[Dataset entries]
- Opening Delimiter -

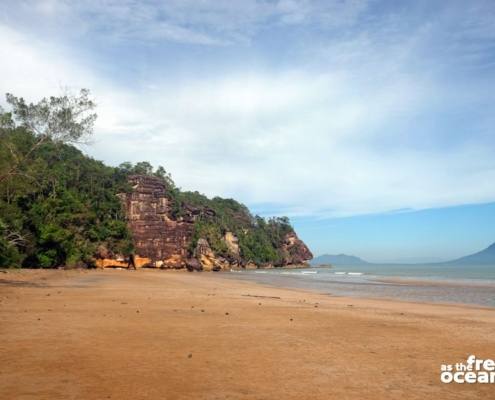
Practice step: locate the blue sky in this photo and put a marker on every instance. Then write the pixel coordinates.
(370, 123)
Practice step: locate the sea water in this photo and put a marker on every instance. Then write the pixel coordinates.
(442, 283)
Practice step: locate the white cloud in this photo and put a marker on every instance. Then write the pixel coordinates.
(334, 140)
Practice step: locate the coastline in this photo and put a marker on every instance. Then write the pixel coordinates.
(167, 334)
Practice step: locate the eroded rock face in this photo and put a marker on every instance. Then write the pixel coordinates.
(162, 241)
(158, 238)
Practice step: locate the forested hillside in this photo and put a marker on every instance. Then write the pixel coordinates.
(58, 207)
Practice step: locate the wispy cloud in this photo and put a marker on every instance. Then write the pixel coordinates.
(363, 110)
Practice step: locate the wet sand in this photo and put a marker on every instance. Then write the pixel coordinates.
(177, 335)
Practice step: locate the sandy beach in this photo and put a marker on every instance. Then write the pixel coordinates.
(119, 334)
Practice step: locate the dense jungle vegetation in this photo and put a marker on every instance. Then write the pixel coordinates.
(58, 206)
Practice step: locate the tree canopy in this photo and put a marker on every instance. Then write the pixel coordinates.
(59, 207)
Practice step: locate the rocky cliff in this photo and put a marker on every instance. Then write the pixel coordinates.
(164, 240)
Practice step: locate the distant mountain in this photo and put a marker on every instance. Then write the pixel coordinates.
(483, 257)
(340, 259)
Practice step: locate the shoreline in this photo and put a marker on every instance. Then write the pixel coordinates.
(166, 334)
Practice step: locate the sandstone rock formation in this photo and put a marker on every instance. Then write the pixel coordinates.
(164, 241)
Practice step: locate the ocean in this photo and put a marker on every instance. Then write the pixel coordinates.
(474, 284)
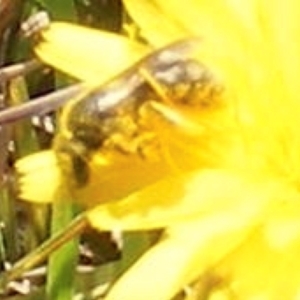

- Closing Delimiter -

* Description of the task:
Set the entries down again exactly. Do not include the images.

* Written response:
Practice step: locate the blue sky in this photo and put a marker on every instance. Then write the pixel coordinates.
(370, 123)
Practice step: locate the sea water in this photo and put a marker on every instance. Then write the pixel coordinates.
(442, 283)
Practice step: locate the white cloud in this photo and put a marker on every instance. Then write the pixel coordinates.
(334, 140)
Practice step: locate the coastline in this photo and put a marker on every instance. Then write the pixel coordinates.
(167, 334)
Practice step: locate the eroded rock face in this photo and put a marker on every instance. Then write the pixel coordinates.
(162, 241)
(158, 238)
Practice step: locate the forested hillside in this photo and put a marker on every instance. Then write the pixel coordinates.
(58, 207)
Practice step: locate the wispy cloud in this photo and put a marker on every instance. Then write the pixel coordinates.
(363, 110)
Practice step: locate the wet sand in this photo and put a marker on every instance. Then write the pixel coordinates.
(177, 335)
Practice step: locate the sandy beach in this photo and put a marker on every instance. Then write the pixel coordinates.
(119, 334)
Practice step: locate the dense jungle vegetation in this photo and put a marker on every instance. Then write the pixel coordinates.
(58, 206)
Practice step: locate the tree canopy in this photo and put a marker on every instance. Then write the pixel coordinates.
(59, 207)
Practice step: locate the rocky cliff in this photo and put a marker on every instance. Then write the pixel coordinates.
(164, 240)
Practice step: locate the distant mountain in this photo and put a marker on every instance. Then write the pixel coordinates.
(483, 257)
(340, 259)
Practice step: locate the shoreline in this photo and put a marker on every instance. Then write the pixel coordinates.
(166, 334)
Practice step: locate the sandstone rock formation in this photo and put a marker on every instance. Then write the pixel coordinates.
(164, 241)
Practice step: locate the ocean in this photo and put a marker on every instance. Then write the pixel coordinates.
(474, 284)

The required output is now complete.